[INPUT FOR THIS TASK]
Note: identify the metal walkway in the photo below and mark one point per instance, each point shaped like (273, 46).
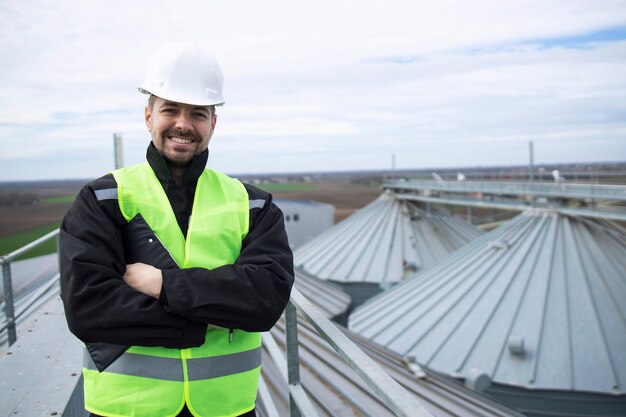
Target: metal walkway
(599, 199)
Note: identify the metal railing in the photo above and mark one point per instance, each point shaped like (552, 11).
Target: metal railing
(9, 299)
(392, 394)
(559, 190)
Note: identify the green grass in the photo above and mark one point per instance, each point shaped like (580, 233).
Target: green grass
(15, 241)
(275, 187)
(63, 199)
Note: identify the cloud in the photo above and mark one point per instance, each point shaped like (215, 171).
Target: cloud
(321, 86)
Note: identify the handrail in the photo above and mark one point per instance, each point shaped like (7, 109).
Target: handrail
(9, 301)
(392, 394)
(561, 189)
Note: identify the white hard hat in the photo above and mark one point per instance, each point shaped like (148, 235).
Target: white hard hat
(185, 73)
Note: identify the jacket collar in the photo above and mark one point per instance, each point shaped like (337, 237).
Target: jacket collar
(162, 171)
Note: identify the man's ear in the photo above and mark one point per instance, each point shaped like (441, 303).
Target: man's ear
(147, 116)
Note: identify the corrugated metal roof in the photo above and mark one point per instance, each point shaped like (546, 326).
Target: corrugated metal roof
(336, 391)
(538, 303)
(331, 300)
(384, 242)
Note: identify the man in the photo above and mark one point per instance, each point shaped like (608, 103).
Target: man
(169, 270)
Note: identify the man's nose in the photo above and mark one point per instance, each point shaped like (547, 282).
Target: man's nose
(183, 122)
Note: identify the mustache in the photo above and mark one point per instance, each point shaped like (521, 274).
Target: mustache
(181, 134)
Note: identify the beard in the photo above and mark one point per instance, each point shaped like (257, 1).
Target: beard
(169, 152)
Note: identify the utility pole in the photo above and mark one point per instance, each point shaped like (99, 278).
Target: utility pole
(531, 169)
(117, 149)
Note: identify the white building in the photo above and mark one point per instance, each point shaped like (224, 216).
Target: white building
(305, 220)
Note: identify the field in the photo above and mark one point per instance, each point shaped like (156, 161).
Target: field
(344, 195)
(30, 210)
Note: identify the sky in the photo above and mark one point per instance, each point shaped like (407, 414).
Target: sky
(320, 86)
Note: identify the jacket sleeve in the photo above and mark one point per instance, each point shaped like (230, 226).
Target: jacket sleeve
(99, 305)
(249, 295)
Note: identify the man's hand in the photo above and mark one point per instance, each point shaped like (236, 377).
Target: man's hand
(144, 278)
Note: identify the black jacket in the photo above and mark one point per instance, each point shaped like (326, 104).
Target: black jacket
(249, 295)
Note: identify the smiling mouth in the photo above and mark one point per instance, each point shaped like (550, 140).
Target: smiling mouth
(178, 139)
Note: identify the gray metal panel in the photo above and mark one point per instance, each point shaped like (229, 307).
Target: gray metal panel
(330, 299)
(384, 243)
(39, 373)
(537, 303)
(336, 391)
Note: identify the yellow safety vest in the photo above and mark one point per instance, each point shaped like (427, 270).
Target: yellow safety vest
(217, 379)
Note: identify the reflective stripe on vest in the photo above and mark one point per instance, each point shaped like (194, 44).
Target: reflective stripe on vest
(216, 379)
(171, 369)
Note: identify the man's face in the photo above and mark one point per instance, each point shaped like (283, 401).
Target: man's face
(179, 131)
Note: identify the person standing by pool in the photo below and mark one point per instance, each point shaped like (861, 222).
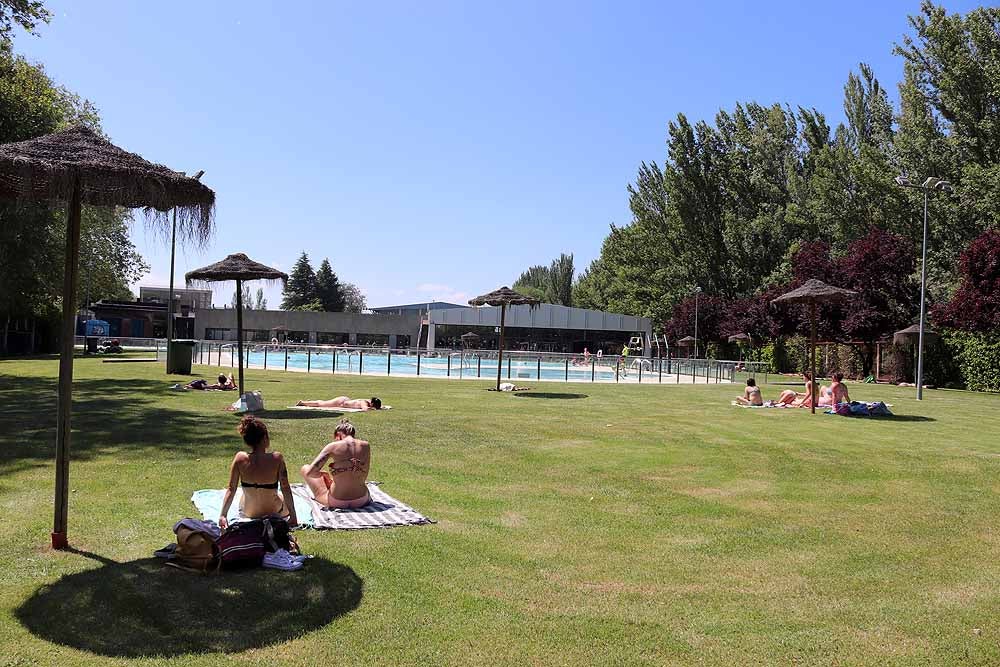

[EXERCISE PROMPT] Return all of the records above word for word, leaving the pictures out.

[WORKED SOLUTION]
Note: identify the metal walkway in the photo below and mark one point per instance, each point shaped like (273, 46).
Target: metal walkway
(599, 199)
Note: identify the metal railing in the photo above and mark one point per instance, each point shaped like (552, 11).
Target: metal railing
(9, 299)
(392, 394)
(559, 190)
Note: identify the green grass in the photo above and mark one point per instance, each point shaped like (580, 233).
Target: green grass
(15, 241)
(275, 187)
(63, 199)
Note: identify the cloud in the photo above and mark one point per instance, each point shaped like (215, 171).
Target: cloud
(321, 86)
Note: identify the handrail in the photo above and mark one point per instance, each point shaped like (7, 109).
Target: handrail
(9, 301)
(392, 394)
(561, 189)
Note: identify the white hard hat in the photo above and mark one point per instance, each point shaped like (148, 235).
Target: white hard hat
(185, 73)
Note: identify the jacket collar in the photo above and mark one point per instance, each point shaped like (337, 237).
Target: jacket collar
(162, 171)
Note: identify the man's ear in the photo above and mark one point per instance, each point shaped like (441, 303).
Target: man's ear
(147, 116)
Note: identify the corrugated metal roof in the photo above and mark one point per instance, each point shaped like (546, 326).
Target: corrugated metal roof
(336, 391)
(538, 303)
(331, 300)
(384, 242)
Note: identify the man in the photo above and mark one point per instance, each point shaped like (608, 103).
Target: man
(169, 270)
Note: identify the man's nose in the photo above and mark one point per instance, each point shaped like (547, 282).
Target: man's nose
(183, 122)
Note: identify the mustache in the photo above and mark one point per instance, each point shaped like (521, 274).
Target: mustache
(181, 134)
Note: identify the beard in the photo above and mark one point per instance, each point shaped like (257, 1).
Target: beard
(169, 152)
Note: identify the utility pole in the photo above and mark one point per instance, each point shaped like (99, 278).
Target: utility pole
(531, 169)
(117, 149)
Note: identify the white building in the photo above and mark one point per instance, each point shaped like (224, 216).
Target: white building
(305, 220)
Note: identify the field in the photo above and mark one point per instance, each point shaped like (156, 161).
Target: field
(344, 195)
(30, 210)
Note: identify the sky in the photo above and mark one point per instance, each point shaped like (407, 414).
Target: sky
(320, 86)
Note: identify the jacket sleeve in the photo above and mark one point per instance, each point shaped like (230, 226).
Target: jacket sleeve
(99, 305)
(249, 295)
Note: identify the man's hand in the photo above and mark one point per instance, each point shaped like (236, 377).
Target: man's hand
(144, 278)
Note: identify the black jacket in the photo above and mark one point per instance, each point shaped like (326, 104).
Target: black jacket
(249, 295)
Note: identify the smiling mouth in the photo above and mark one point per instance, each point shaped like (550, 140).
Target: smiling mouth
(178, 139)
Note: identify the gray metal panel in the photo above and mark one point per instance, each point shaped like (229, 307).
Target: gray metal panel
(330, 299)
(384, 243)
(39, 373)
(537, 303)
(336, 391)
Note: identify the yellow safety vest in the photo above and mark one point per instance, each point shaped like (427, 270).
Target: yellow safety vest
(217, 379)
Note: identify the reflective stripe on vest in the photo above and mark one point per instance, each point shaped like (194, 44).
Target: reflective stripe on vest
(216, 379)
(171, 369)
Note: identify the man's face in the photo above and mark one point per instance, each point shaped like (283, 401).
Target: man's face
(179, 131)
Note: identify the person standing by pool in the photo below and mark one point per instance, each point shaped like (861, 222).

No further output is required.